** Quoted text **
In its July 2012 report, Countering the Social Messaging Threat, Ovum reports that global telecommunications operators stand to lose US$54 billion in SMS revenues by 2016. Operators are already predicted to lose US$23 billion by the end of 2012. The cause of this loss: increasing use of over-the-top social messaging services on smartphones. Ovum indicates that this is a shift in communication patterns, not a short term trend. This will have the most effect in European and Asia Pacific markets with high levels of smartphone penetration, like Singapore.
And smartphone penetration is very high in Singapore, a country that already reports over 7.8 million mobile subscriptions and a mobile penetration rate of over 150 per cent. Recent research by the Mobile Marketing Association reveals that Singaporeans are very fond of their smartphones: 90 per cent of those surveyed owned smartphones.
Singapore is already one of the most advanced nations in Asia, where mobile phones and mobile technology are concerned. The nation of early adopters is often mentioned together with Japan and Korea as those countries in Asia whose citizens use mobile devices the most.
The research, whose full results have not been revealed yet, casts some interesting light on the profile of the Singaporean mobile phone user. Aside from preferring smartphones, Singaporeans are very fond of their gadgets: 90 per cent report owning smartphones, 45 per cent own MP3 players, 38 per cent own tablets and 36 per cent have gaming devices.
Mobile phones are used for far more than just voice communications – small surprise, in a city where smart phones dominate. Nearly all respondents report using their mobile phones to while away time on public transport (96 per cent) – and many also multi-task with their devices, using them while they watch television (60 per cent). The top two mobile activities both trump voice calls: text messaging (86 per cent) and entertainment (73 per cent).

** Data section **
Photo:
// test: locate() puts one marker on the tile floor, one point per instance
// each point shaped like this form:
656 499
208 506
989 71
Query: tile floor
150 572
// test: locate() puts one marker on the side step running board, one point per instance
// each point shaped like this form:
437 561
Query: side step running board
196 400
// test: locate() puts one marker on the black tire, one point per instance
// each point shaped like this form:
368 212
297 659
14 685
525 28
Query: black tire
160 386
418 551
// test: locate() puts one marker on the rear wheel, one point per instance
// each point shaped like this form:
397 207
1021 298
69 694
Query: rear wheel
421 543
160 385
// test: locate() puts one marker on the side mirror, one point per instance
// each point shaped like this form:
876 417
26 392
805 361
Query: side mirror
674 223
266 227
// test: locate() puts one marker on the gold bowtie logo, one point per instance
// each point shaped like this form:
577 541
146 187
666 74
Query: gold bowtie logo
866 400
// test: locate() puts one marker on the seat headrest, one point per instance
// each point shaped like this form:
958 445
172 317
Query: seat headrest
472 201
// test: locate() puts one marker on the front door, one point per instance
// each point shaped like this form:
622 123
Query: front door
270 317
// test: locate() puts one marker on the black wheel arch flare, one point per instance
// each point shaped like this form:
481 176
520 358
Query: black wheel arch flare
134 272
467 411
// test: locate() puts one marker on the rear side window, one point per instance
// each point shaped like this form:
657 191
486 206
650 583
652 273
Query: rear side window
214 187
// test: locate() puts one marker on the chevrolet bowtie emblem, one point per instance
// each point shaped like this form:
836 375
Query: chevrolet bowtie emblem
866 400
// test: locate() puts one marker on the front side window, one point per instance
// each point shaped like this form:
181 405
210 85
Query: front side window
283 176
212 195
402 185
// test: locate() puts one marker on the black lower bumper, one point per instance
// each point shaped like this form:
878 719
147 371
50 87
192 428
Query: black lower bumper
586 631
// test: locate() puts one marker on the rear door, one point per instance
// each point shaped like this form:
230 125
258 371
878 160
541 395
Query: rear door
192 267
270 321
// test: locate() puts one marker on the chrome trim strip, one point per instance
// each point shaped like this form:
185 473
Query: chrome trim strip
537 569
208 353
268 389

** What you have to do **
Answer these from the text on mobile messaging in Singapore:
(a) How much in SMS revenues does Ovum say operators stand to lose by 2016?
(b) What percentage of those surveyed own tablets?
(c) What percentage of respondents use their mobile phones on public transport?
You won't need the lines for this.

** Result of this task **
(a) US$54 billion
(b) 38 per cent
(c) 96 per cent